> **Provided entries**:
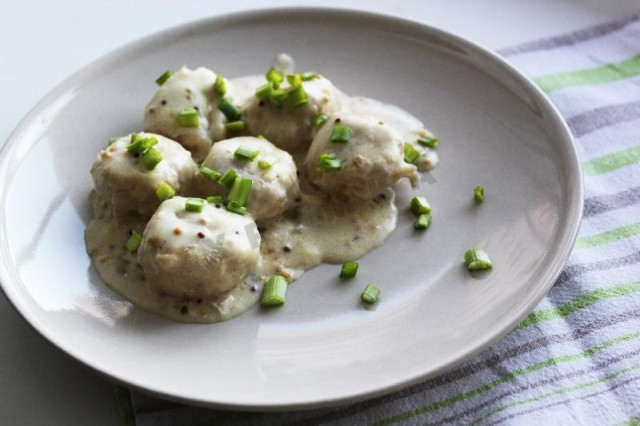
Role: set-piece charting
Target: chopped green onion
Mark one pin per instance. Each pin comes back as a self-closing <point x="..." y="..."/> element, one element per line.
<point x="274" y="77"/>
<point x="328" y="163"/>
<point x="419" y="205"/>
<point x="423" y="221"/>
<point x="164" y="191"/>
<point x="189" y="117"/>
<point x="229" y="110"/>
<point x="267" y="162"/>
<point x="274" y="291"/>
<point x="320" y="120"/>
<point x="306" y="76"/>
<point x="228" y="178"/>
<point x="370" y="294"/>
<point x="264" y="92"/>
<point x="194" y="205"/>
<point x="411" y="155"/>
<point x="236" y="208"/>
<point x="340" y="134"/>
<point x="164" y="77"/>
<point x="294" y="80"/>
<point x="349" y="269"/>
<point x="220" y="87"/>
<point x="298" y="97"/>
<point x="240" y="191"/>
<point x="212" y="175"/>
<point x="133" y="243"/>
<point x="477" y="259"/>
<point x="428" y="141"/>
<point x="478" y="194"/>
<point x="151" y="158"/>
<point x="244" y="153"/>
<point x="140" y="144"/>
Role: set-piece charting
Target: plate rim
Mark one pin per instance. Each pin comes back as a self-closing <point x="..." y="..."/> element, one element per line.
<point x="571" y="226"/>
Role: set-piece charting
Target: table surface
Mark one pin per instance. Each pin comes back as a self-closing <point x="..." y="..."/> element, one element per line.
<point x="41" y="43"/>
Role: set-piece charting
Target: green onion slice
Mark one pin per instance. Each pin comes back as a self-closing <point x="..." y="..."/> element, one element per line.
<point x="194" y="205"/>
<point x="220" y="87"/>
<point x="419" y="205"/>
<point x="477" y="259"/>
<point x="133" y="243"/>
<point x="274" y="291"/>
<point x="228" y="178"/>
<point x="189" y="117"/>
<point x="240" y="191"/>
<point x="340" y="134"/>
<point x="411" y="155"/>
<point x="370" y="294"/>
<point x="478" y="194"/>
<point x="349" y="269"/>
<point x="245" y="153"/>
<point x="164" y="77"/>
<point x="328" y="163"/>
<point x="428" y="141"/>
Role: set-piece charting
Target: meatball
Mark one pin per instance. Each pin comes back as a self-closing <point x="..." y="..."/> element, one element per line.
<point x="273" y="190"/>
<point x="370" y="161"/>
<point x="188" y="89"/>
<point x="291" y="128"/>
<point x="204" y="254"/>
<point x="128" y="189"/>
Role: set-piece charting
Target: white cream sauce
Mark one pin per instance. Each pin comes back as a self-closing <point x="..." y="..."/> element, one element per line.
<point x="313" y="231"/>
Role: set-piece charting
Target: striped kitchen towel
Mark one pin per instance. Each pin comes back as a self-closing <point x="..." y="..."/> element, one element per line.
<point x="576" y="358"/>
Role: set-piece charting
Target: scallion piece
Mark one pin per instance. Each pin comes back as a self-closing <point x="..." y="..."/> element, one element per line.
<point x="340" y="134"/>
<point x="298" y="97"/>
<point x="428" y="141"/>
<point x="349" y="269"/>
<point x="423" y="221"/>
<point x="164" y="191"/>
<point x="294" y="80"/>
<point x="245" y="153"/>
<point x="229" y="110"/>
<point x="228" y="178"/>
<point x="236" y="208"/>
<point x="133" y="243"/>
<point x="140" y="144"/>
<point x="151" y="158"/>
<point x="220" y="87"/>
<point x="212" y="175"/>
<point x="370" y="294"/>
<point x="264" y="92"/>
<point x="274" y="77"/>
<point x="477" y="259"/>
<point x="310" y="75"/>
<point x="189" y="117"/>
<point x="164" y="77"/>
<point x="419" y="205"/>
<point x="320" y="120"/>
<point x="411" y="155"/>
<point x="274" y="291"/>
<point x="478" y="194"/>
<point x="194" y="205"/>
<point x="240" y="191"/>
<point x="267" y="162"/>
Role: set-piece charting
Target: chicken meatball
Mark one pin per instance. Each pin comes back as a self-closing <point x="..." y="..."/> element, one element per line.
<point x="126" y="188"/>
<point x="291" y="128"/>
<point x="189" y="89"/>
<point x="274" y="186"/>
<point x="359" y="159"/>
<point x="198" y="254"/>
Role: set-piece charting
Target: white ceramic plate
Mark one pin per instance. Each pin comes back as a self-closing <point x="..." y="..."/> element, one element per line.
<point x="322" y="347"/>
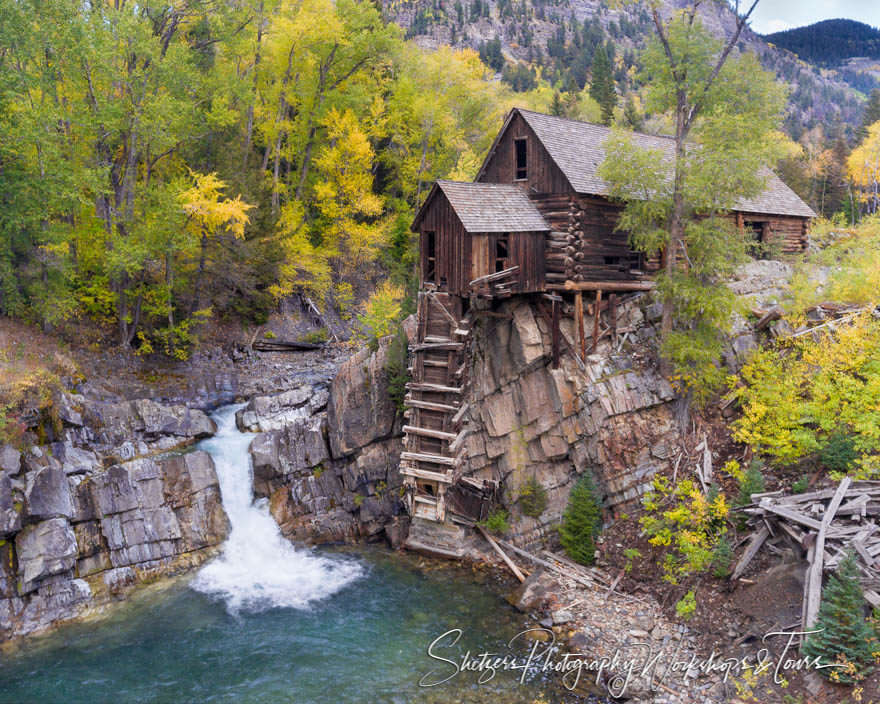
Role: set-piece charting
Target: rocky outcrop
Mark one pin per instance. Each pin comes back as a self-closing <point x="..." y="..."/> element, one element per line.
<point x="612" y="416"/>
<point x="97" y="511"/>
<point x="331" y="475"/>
...
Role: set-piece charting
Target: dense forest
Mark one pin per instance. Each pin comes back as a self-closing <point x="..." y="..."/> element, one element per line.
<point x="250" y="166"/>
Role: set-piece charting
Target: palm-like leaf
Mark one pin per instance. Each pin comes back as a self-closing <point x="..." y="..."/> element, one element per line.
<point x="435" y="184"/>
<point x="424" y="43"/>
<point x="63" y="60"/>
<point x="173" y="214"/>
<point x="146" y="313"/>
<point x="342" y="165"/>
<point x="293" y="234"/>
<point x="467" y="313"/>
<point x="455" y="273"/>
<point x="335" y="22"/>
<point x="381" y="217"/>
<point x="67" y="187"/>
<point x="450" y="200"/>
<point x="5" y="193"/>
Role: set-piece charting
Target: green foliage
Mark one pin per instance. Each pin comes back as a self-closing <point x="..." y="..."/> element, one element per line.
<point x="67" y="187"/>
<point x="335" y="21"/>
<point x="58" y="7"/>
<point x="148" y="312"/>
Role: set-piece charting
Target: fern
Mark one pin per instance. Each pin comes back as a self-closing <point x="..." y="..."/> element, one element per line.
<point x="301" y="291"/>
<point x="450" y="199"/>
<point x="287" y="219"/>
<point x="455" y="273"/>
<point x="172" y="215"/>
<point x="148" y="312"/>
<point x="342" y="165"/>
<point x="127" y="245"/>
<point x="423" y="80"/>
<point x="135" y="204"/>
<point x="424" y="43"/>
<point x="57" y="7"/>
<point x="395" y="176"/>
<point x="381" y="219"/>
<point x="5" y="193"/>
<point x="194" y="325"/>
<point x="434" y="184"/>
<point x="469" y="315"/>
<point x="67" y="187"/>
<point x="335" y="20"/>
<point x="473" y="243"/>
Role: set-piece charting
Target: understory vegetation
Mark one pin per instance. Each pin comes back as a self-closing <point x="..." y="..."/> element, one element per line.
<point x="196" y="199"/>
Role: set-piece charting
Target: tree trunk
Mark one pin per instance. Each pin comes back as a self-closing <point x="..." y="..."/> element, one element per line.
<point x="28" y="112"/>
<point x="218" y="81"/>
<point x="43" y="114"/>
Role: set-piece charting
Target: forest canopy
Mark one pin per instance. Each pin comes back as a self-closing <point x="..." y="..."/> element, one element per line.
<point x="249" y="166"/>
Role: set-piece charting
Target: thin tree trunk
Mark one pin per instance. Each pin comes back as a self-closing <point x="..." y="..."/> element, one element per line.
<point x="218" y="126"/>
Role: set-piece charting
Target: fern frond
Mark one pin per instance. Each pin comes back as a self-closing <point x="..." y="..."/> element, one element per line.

> **Given problem**:
Show every line in the items above that contains the word "onion".

> **Expected output**:
Target: chopped green onion
Target: green onion slice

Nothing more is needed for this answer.